• **取り組む課題**:
• a. 提示文によると、「ポチパス」の継続率は何%ですか。
• b. 記録のうち、「each like (433,95).」を含む行から記録の末尾までをその行も含めて書き直し、「bar stool」を「counter stool」に入れ替えてください。ほかは一切変えないでください。

• **提示文**:

○ ○ ○ ○ ○

トラストバンク株式会社・代表取締役の小柴さんをお招きして、弊社CLOVER取締役の野口と一緒に、「福祉×IT」について語り合ってもらいました。

【前編】では、

  • 600事業所にシステムを導入して、利用し続けてもらう鍵は、アップデートの「柔軟性」にある
  • 福祉の分野でITサービスを取り入れる価値は、「人にしかできない支援」を人ができる環境を作っていくことにある

というお話をしてきました。

その背景で、トラストバンクが開発する障害福祉向け請求システム「ポチパス」は、さらに利用事業所数を伸ばし続けています。その「選ばれるITサービス」は、実はとても小さなチームで開発されていました。

【後編】では、そのサービスが開発される裏側、そしてそこから見えてくる「今後世の中に必要とされていく人材像」まで迫っていきたいと思います。

前編記事はこちら:【前編・福祉でITサービスを導入する価値】5年で600事業所に導入されたITサービスを展開する社長と「福祉×IT」を語る

<本日の”登場人物”と”登場ITサービス”>

トラストバンク株式会社 代表取締役 小柴義明

障害福祉サービス向け請求システム「ポチパス」を開発・販売アフィリエイト、ヘルスケア、アプリ開発など、さまざまな事業の代表の経験を持ちながら、農業・養鶏にも7年間携わる。農業時代に関わった障害者との出会いをきっかけに、「障害者を応援するコンテンツを作ろう」と開発した「ポチパス」は、5年で利用事業所は600事業所にまで増加。現在も利用事業所が増え続けている。

ポチパス:https://trust-bank.net/

株式会社CLOVER 取締役ファウンダー 野口潔

福祉事業所向け請求・記録システム「Happy Care」を開発コンサルティング会社勤務、飲食店経営などを経験。2010年に株式会社CLOVERを代表取締役・香丸と二人で共同創業。今後CLOVERの新規事業として、「Happy Care」の外部販売に向けて動き出している。

クローバーグループ:https://day-clover.com/

少人数体制だからできる、パーツではなくプロダクトを作っていく面白さ

(野口)「ポチパス」は600事業所に導入されていて、継続率は99%なんですよね。その鍵はニーズに対応する「柔軟性」だというお話をされていましたよね。顧客の声はどのように拾っているんですか?


(小柴)サポートページから毎日のように入ってきます。「使い方が分からない」という内容ももちろん多いんですが、中には「これは全事業所にすぐに反映した方がいいな」と思うアイデアも、定期的に結構入ってくるんですよ。


(野口)なるほど。それに対応していくのって一見できそうだけど、実はとっても大変ですよね。「ポチパス」って何人くらいで開発をしているんですか?


(小柴)200〜300事業所までは、半分別業務もやっている社員も入れて、1.5人くらいのエンジニアで作りました。今は2.5人くらいですかね。


(野口)かなり少人数ですね。少人数でやっていく工夫ってありますか?

○ ○ ○ ○ ○

• **位置注釈の記録**:
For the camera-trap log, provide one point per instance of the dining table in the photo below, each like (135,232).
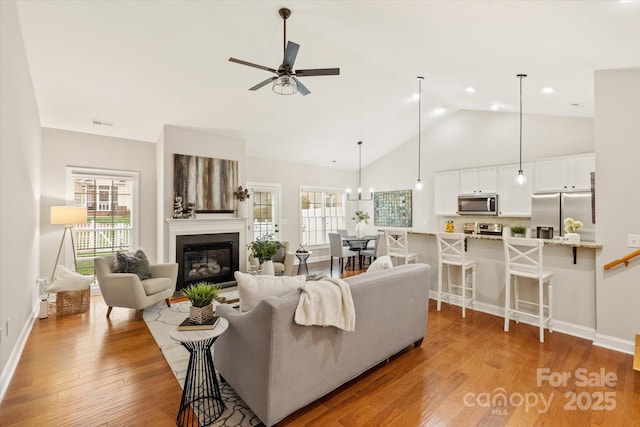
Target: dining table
(357,244)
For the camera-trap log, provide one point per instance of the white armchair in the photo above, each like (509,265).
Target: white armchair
(127,290)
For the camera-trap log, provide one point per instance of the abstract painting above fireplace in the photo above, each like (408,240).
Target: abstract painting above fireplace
(206,182)
(211,258)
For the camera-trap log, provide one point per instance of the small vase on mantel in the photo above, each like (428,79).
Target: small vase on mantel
(268,269)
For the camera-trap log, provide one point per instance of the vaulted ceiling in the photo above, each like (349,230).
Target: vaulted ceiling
(142,64)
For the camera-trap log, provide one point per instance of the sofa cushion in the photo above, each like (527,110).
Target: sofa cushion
(67,280)
(254,288)
(381,263)
(136,263)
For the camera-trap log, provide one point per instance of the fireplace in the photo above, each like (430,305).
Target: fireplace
(211,258)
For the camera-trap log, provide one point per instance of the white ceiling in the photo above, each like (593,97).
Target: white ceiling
(142,64)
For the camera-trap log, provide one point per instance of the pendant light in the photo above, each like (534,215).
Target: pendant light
(521,179)
(419,181)
(359,198)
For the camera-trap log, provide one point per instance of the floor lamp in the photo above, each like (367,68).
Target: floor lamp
(67,216)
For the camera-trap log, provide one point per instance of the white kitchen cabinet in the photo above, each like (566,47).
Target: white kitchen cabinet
(514,200)
(445,192)
(564,174)
(478,181)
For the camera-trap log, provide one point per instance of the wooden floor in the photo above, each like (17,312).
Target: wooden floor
(86,370)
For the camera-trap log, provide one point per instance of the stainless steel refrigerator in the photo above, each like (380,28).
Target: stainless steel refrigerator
(550,209)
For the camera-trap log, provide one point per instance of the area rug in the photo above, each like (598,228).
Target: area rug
(160,320)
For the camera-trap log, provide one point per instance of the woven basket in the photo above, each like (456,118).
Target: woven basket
(200,315)
(72,302)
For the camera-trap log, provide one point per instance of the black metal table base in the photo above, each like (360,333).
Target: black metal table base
(201,402)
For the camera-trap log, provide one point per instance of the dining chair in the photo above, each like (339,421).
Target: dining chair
(451,253)
(339,251)
(398,245)
(523,260)
(379,248)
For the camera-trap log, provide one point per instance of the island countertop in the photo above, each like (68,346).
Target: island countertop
(547,242)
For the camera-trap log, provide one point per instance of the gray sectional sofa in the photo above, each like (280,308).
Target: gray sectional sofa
(277,366)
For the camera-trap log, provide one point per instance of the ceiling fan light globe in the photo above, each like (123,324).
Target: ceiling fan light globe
(284,85)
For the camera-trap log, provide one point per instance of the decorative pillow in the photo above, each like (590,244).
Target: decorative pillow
(279,256)
(254,288)
(67,280)
(136,263)
(381,263)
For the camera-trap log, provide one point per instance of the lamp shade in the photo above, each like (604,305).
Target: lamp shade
(67,215)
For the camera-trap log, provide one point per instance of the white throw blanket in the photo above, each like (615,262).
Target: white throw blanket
(326,302)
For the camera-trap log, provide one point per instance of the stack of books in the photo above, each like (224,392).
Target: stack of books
(186,325)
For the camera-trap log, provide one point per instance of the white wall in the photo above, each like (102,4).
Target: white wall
(195,142)
(471,139)
(19,193)
(617,147)
(61,148)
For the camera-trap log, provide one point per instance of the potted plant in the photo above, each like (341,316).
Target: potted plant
(518,231)
(264,248)
(363,218)
(201,296)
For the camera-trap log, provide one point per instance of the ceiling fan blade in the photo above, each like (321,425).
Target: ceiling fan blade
(318,72)
(262,67)
(290,54)
(263,83)
(301,88)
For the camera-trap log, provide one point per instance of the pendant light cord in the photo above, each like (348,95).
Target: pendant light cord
(419,124)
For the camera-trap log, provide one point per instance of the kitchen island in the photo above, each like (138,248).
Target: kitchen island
(574,283)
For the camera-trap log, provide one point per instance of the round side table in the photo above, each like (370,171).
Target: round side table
(201,402)
(302,257)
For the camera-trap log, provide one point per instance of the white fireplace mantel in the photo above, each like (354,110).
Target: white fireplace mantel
(189,226)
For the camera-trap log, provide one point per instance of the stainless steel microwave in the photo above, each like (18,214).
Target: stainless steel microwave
(487,204)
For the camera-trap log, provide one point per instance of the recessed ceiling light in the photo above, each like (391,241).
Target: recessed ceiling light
(99,122)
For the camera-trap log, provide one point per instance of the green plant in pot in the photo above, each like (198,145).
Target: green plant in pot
(201,296)
(264,248)
(518,231)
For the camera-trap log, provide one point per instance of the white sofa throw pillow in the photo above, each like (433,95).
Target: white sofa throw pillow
(67,280)
(254,288)
(381,263)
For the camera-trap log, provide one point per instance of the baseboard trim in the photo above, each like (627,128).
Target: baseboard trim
(14,358)
(614,343)
(558,325)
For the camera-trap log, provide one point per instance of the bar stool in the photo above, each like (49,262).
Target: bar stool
(451,253)
(523,259)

○ ○ ○ ○ ○

• **最終結果**:
• a. 99%

• b.
For the camera-trap log, provide one point per instance of the white sofa throw pillow in the photo above, each like (433,95).
Target: white sofa throw pillow
(67,280)
(254,288)
(381,263)
For the camera-trap log, provide one point per instance of the baseboard trim in the photo above, each like (627,128).
Target: baseboard trim
(14,358)
(614,343)
(558,325)
For the camera-trap log, provide one point per instance of the counter stool in the photo above, each like (49,262).
Target: counter stool
(451,253)
(523,259)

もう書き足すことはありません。